#### Aim:
Copy out every one of the entries below line for line, with no changes.

#### Data entries:
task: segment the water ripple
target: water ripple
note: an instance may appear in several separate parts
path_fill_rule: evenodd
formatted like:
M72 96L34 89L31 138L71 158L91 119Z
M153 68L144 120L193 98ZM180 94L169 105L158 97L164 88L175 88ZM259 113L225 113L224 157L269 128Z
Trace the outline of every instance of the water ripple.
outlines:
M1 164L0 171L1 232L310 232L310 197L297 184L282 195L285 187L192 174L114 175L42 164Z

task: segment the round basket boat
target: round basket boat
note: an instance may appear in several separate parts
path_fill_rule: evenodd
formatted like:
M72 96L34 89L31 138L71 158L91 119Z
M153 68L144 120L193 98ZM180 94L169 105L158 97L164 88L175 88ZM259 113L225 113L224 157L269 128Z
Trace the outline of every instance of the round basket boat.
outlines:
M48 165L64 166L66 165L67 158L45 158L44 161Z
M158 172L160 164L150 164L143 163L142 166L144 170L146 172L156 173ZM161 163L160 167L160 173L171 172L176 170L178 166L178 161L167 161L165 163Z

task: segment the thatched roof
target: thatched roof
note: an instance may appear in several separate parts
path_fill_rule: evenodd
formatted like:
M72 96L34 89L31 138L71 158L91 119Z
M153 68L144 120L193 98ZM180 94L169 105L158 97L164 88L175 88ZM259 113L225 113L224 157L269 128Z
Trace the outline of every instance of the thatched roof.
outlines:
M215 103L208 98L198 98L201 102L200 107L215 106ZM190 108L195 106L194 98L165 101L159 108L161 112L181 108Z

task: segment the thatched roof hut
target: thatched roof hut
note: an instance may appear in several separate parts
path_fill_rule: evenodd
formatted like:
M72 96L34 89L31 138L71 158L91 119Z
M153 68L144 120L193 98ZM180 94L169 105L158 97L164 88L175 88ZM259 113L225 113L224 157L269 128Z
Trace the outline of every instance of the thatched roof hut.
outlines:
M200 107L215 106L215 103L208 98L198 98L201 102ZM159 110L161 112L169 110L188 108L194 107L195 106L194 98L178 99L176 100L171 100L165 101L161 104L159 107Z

#### Task answer:
task: segment the water ripple
target: water ripple
note: an instance may appear in several separate parts
path_fill_rule: evenodd
formatted like:
M72 96L34 89L31 138L71 158L91 119Z
M153 68L144 120L193 98ZM180 94L169 105L158 97L164 88L175 88ZM259 113L225 113L224 157L269 128Z
Trace the outline of every instance of the water ripple.
outlines:
M1 164L0 171L1 232L310 232L310 197L297 184L282 195L285 187L192 174L114 175L42 164Z

task: segment the round basket boat
target: round basket boat
note: an instance may appear in several separate parts
path_fill_rule: evenodd
formatted like:
M72 96L34 89L31 138L71 158L91 119Z
M153 68L144 120L193 98ZM180 94L169 105L158 97L164 88L175 88ZM259 113L225 113L224 157L269 128Z
Trace the outline of every instance of the round basket boat.
outlines:
M48 165L64 166L66 165L67 158L45 158L44 161Z
M158 172L160 164L150 164L143 163L142 166L144 170L146 172L156 173ZM161 163L160 167L160 173L171 172L176 170L178 166L178 161L167 161L165 163Z

task: segment the thatched roof
target: thatched roof
note: an instance may appear in several separate parts
path_fill_rule: evenodd
formatted like:
M72 96L34 89L31 138L71 158L91 119Z
M153 68L144 120L193 98ZM180 94L169 105L158 97L164 88L175 88ZM259 113L225 113L224 157L269 128Z
Trace the outline of every instance of the thatched roof.
outlines:
M215 103L208 98L198 98L201 102L200 107L215 106ZM190 108L195 106L194 98L165 101L159 108L161 112L181 108Z

task: segment the thatched roof hut
target: thatched roof hut
note: an instance may appear in several separate parts
path_fill_rule: evenodd
formatted like:
M72 96L34 89L31 138L71 158L91 119Z
M153 68L144 120L193 98ZM180 94L169 105L158 97L164 88L175 88ZM259 113L225 113L224 157L269 128Z
Trace the outline of every instance of the thatched roof hut.
outlines:
M200 107L215 106L215 103L208 98L198 98L201 102ZM159 110L161 112L169 110L188 108L194 107L195 106L194 98L178 99L176 100L171 100L165 101L161 104L159 107Z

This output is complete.